* _PAGE EXCERPT_
○ ○ ○

- Born: Herbert Johnson Louis April 22, 1928 Evanston, Illinois, US
- Died: February 16, 2016 (aged 87) Paradise Valley, Phoenix, Arizona, US
- Other names: Tim Louis
- Education: Deerfield Academy
- Alma mater: Williams College, Northwestern University
- Occupation: Orthopedic surgeon
- Spouse: Julie deLescaille
- Children: 6
- Parent(s): Henrietta Johnson Louis John Jeffry Louis
- Relatives: Samuel Curtis Johnson Sr. (great-grandfather) John J. Louis Jr. (brother)

= Herbert Louis =

American physician (1928–2016)

Herbert Johnson "Tim" Louis (April 22, 1928 – February 16, 2016) was an American orthopedic surgeon and billionaire heir.

==Early life==
Herbert Johnson Louis was born on April 22, 1928, in Evanston, Illinois, the son of Henrietta Johnson Louis and John Jeffry Louis, and the great-grandson of the S. C. Johnson & Son company founder Samuel Curtis Johnson Sr. He was educated at Deerfield Academy, Williams College, and Northwestern University Medical School in Chicago. He served in the United States Army His brother John J. Louis Jr. (1925–1995), was the US ambassador to the United Kingdom.

○ ○ ○

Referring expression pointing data
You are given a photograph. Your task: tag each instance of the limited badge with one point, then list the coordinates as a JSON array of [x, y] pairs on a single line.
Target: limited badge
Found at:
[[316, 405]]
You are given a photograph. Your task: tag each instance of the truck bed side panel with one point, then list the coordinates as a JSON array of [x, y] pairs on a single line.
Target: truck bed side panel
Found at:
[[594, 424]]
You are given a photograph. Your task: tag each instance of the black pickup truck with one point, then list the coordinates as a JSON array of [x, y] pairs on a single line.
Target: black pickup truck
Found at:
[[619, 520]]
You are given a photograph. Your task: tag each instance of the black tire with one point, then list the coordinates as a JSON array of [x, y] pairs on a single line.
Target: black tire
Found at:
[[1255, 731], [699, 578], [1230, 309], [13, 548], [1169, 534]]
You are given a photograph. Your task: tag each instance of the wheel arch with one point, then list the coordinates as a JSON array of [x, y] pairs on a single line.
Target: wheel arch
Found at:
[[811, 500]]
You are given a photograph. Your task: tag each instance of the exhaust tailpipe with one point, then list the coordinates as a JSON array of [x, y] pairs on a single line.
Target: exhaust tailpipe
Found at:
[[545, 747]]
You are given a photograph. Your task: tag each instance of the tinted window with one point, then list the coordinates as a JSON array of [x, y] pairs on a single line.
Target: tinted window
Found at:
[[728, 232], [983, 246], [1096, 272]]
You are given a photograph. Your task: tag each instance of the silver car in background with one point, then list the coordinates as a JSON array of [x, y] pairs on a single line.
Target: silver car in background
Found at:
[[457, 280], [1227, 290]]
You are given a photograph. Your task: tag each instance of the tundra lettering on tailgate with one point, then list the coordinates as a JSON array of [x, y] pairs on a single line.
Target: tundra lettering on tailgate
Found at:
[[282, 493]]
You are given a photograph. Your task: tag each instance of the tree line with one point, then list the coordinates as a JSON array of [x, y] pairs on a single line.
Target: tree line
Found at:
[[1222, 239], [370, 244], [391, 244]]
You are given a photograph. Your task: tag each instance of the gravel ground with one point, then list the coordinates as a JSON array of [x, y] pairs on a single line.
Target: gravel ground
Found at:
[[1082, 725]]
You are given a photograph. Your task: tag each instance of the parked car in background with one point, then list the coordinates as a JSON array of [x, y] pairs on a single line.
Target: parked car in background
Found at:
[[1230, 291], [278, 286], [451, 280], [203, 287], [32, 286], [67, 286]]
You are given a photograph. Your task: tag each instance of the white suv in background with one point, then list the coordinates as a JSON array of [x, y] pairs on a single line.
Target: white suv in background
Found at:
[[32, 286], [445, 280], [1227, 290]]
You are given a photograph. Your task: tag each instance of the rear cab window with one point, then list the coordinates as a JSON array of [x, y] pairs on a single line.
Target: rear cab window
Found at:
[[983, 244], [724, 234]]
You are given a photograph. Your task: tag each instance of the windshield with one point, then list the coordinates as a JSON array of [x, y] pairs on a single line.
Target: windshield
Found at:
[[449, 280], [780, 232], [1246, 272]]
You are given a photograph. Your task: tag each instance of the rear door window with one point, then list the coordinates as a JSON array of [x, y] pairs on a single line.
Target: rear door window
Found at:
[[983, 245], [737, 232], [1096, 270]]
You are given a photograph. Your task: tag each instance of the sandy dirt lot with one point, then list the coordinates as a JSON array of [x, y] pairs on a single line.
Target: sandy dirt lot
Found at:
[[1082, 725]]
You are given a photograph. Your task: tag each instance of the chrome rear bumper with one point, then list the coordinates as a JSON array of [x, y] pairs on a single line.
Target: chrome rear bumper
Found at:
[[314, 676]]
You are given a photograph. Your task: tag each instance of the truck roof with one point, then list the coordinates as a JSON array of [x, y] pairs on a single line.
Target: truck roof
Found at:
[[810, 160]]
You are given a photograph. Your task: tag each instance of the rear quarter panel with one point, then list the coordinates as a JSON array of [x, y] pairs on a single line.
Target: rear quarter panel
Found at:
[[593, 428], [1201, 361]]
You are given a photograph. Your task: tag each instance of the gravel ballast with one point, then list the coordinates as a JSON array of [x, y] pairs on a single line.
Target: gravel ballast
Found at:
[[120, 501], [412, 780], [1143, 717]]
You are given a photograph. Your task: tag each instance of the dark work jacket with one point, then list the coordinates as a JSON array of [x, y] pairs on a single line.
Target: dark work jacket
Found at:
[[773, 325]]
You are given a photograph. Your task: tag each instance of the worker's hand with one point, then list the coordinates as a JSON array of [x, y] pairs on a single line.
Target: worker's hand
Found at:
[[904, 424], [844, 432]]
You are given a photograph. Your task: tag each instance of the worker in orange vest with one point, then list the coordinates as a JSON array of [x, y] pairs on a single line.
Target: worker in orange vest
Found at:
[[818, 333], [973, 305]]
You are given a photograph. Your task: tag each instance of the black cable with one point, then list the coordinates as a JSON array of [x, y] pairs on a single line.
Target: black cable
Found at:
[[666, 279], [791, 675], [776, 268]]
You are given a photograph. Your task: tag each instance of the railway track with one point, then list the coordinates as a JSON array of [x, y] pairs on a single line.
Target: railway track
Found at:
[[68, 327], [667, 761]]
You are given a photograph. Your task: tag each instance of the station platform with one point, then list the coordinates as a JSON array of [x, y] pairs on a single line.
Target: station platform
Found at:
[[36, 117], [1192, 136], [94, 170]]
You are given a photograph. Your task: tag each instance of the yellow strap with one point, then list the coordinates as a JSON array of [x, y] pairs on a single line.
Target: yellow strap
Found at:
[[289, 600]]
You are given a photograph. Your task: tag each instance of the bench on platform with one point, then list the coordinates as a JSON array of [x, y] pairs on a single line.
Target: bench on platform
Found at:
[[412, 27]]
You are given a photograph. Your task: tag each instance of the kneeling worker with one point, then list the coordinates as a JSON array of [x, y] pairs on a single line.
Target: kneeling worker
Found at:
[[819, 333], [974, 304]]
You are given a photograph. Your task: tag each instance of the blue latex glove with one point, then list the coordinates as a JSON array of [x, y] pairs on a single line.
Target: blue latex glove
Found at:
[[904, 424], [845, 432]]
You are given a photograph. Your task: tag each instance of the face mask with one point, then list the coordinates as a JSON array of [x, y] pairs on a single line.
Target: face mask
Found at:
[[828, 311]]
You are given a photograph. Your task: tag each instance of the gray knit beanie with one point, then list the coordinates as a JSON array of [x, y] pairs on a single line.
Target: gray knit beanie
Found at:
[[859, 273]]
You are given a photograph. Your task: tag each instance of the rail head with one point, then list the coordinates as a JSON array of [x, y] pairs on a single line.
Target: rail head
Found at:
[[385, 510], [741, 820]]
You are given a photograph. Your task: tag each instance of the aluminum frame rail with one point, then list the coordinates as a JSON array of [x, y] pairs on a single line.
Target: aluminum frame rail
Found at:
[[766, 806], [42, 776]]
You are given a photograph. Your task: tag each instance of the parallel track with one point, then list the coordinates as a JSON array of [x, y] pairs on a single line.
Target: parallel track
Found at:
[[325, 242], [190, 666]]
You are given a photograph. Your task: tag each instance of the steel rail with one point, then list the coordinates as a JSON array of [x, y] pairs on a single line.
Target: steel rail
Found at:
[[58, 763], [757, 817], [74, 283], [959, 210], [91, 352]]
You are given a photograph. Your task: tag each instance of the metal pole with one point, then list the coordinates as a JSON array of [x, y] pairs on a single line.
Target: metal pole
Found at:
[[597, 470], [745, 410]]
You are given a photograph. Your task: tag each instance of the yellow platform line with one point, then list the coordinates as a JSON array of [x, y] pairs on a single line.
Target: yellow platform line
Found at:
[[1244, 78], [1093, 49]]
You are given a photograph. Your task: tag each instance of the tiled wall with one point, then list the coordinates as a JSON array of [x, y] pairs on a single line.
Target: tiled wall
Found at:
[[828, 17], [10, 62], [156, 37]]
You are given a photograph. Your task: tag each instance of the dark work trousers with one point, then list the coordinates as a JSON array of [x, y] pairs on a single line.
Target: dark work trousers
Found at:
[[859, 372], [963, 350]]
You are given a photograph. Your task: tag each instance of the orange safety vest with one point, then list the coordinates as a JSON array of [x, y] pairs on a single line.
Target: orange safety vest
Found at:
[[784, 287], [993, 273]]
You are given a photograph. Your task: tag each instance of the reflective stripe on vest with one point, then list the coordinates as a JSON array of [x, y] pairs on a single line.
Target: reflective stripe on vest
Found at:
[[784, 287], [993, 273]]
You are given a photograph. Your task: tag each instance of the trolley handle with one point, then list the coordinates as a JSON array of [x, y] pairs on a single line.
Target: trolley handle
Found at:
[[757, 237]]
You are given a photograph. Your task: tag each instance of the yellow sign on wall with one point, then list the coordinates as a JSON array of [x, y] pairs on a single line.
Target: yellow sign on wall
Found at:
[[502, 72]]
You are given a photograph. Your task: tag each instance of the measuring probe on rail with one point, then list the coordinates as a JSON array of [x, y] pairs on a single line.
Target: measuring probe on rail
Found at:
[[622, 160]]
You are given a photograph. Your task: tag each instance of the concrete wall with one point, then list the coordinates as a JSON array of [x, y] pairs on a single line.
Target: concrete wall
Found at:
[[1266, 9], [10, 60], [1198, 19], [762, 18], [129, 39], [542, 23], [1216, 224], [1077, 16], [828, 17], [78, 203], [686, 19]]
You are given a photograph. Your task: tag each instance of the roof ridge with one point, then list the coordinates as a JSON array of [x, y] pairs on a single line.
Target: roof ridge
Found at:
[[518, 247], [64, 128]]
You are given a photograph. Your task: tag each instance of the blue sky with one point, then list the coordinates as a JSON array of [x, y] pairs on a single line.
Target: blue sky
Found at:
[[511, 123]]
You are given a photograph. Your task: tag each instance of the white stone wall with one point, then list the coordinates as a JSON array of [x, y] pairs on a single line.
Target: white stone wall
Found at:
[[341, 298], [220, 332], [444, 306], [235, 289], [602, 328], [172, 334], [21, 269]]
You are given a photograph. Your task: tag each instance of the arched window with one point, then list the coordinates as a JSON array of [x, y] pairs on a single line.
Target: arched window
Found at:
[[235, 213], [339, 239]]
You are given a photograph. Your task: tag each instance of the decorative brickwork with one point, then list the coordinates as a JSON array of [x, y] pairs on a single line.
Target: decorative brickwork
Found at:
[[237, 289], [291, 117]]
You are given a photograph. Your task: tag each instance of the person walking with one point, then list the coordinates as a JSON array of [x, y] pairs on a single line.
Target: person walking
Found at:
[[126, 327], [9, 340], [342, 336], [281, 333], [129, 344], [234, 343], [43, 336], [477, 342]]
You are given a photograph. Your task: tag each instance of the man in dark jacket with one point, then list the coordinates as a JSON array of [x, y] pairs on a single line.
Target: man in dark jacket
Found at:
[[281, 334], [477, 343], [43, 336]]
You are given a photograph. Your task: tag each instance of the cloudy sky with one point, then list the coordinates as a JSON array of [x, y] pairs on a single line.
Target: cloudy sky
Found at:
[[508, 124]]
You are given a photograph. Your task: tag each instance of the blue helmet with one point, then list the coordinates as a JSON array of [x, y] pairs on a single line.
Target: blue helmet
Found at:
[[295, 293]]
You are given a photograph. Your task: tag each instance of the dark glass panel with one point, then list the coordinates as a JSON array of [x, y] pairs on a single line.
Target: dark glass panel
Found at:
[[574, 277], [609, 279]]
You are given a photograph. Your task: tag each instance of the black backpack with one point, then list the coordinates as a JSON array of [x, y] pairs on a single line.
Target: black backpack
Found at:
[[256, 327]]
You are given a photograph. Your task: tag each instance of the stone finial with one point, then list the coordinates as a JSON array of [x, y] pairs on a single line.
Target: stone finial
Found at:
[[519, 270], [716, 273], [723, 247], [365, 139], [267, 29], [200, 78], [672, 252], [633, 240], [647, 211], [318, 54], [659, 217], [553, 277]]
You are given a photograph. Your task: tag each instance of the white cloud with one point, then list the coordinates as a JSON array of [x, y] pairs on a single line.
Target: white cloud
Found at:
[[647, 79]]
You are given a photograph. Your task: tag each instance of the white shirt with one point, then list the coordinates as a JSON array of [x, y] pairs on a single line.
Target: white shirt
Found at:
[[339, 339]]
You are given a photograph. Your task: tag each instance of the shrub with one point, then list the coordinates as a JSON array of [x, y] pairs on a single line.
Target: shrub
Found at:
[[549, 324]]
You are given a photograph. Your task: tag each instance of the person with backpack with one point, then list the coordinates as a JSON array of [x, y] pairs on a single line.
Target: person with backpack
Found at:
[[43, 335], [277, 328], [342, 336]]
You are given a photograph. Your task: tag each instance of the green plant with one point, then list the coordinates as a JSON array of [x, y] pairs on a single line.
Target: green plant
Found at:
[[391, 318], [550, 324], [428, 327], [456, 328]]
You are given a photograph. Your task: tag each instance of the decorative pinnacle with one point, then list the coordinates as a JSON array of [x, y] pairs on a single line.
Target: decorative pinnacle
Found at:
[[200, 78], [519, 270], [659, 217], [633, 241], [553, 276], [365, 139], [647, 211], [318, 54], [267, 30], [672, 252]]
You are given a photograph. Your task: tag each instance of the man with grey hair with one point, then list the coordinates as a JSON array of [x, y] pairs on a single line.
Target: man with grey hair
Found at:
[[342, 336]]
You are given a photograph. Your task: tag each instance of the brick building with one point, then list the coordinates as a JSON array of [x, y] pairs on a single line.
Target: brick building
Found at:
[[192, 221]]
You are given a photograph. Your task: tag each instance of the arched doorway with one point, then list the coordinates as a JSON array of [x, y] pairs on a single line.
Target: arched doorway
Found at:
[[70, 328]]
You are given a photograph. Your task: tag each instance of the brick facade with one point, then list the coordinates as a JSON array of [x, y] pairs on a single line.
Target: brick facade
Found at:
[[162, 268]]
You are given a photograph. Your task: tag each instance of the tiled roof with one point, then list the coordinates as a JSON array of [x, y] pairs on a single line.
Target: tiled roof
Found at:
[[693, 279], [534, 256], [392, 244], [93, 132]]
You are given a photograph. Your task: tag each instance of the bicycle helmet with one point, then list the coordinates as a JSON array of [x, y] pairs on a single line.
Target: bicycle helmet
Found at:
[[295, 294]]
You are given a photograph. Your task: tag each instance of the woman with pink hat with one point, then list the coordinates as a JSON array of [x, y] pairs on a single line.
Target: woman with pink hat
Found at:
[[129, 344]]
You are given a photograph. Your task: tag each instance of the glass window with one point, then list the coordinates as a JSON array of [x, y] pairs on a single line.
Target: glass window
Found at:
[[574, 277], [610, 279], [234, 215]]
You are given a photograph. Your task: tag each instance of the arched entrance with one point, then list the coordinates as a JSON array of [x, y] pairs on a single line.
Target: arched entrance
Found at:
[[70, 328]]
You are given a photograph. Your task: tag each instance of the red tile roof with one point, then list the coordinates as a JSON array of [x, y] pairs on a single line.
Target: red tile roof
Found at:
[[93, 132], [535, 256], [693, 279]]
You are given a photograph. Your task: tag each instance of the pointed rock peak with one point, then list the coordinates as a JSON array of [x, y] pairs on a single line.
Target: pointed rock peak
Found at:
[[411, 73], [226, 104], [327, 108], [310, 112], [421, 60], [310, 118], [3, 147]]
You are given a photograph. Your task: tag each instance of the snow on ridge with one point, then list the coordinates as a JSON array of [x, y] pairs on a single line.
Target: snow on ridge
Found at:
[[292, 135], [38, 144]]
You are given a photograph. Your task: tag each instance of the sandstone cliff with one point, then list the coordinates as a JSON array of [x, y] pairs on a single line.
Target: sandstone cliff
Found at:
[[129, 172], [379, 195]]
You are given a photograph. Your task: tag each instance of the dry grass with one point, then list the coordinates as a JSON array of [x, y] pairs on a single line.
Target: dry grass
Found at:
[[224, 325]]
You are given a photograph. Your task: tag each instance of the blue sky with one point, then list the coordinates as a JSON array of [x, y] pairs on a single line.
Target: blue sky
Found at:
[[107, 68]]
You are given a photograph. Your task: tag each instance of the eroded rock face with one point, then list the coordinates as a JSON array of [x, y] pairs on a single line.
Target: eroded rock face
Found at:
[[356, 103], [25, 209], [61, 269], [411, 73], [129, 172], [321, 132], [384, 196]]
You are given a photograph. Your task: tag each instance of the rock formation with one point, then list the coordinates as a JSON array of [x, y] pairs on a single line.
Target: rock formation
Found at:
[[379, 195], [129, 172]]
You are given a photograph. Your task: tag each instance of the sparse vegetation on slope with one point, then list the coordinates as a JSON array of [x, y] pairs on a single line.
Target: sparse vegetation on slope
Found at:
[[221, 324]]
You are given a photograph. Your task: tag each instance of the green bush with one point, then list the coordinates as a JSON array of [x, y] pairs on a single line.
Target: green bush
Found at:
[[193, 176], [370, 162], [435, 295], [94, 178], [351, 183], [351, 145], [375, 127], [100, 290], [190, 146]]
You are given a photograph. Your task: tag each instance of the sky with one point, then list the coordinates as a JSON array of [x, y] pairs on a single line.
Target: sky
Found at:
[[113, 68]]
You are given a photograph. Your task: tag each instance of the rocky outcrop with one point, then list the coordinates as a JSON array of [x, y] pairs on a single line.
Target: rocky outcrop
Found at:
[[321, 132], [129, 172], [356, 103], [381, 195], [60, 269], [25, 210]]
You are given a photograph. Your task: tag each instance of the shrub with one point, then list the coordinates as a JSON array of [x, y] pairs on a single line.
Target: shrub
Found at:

○ ○ ○

* _ACTIONS TO TAKE_
(A) In the Herbert Louis biography, rewrite the paragraph beginning "Herbert Johnson Louis was born on April 22, 1928" as a bulleted list that keeps its main facts.
(B) According to the Herbert Louis biography, what post did his brother John J. Louis Jr. hold?
(C) Carry on the Herbert Louis biography past its final sentence.

* _TASK ANSWERS_
(A)
- Born April 22, 1928, in Evanston, Illinois
- Parents: Henrietta Johnson Louis and John Jeffry Louis
- Great-grandson of Samuel Curtis Johnson Sr., founder of S. C. Johnson & Son
- Educated at Deerfield Academy, Williams College, and Northwestern University Medical School in Chicago
- Served in the United States Army
- Brother John J. Louis Jr. (1925–1995) was US ambassador to the United Kingdom

(B) He was the US ambassador to the United Kingdom.

(C)
==Career==
Louis was an orthopedic surgeon. He helped to found the Phoenix Children's Hospital in the 1980s, and served on its board for many years. He founded the orthopedic surgery residency program at Maricopa Medical Center, and was an examiner for the American Board of Orthopaedic Surgery.

As of August 2015, he had a net worth of $2.7 billion.

==Personal life==
In 1950, Louis married Julie deLescaille, his college sweetheart. They had six children, Henry "Hank" Louis, Margaret "Peggy" Moreland, Clifton "Clif" Louis, Carrie Hulburd, Steven Samuel "Steve" Louis, and Timothy "Tim" Louis.

He died at his home in Paradise Valley, Arizona on February 16, 2016. He was survived by his wife Julie, their six children, 22 grandchildren, and 8 great-grandchildren.